====== GIVEN INFORMATION
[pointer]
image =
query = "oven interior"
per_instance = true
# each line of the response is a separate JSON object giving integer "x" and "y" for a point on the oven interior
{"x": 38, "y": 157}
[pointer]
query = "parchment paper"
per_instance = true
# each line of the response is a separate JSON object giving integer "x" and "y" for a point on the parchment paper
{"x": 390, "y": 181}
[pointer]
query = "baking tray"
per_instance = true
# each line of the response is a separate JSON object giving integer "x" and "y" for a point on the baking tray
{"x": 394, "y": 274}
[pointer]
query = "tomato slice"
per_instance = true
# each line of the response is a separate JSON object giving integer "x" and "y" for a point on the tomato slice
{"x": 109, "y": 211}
============
◆ **TASK TO CARRY OUT**
Print the whole listing exactly as it is.

◆ **FINISHED TASK**
[pointer]
image =
query = "oven interior"
per_instance = true
# each line of the response is a separate JSON object giving integer "x" and "y" for a point on the oven interior
{"x": 38, "y": 157}
[pointer]
query = "parchment paper"
per_instance = true
# each line of the response is a separate JSON object giving integer "x" and "y" for a point on the parchment paper
{"x": 390, "y": 181}
[pointer]
query = "baking tray"
per_instance = true
# each line of the response is a separate JSON object giving integer "x" and "y" for a point on the baking tray
{"x": 394, "y": 274}
[pointer]
query = "tomato slice"
per_instance = true
# each line of the response is a separate JSON object giving integer "x" and "y" for a point on the tomato slice
{"x": 109, "y": 211}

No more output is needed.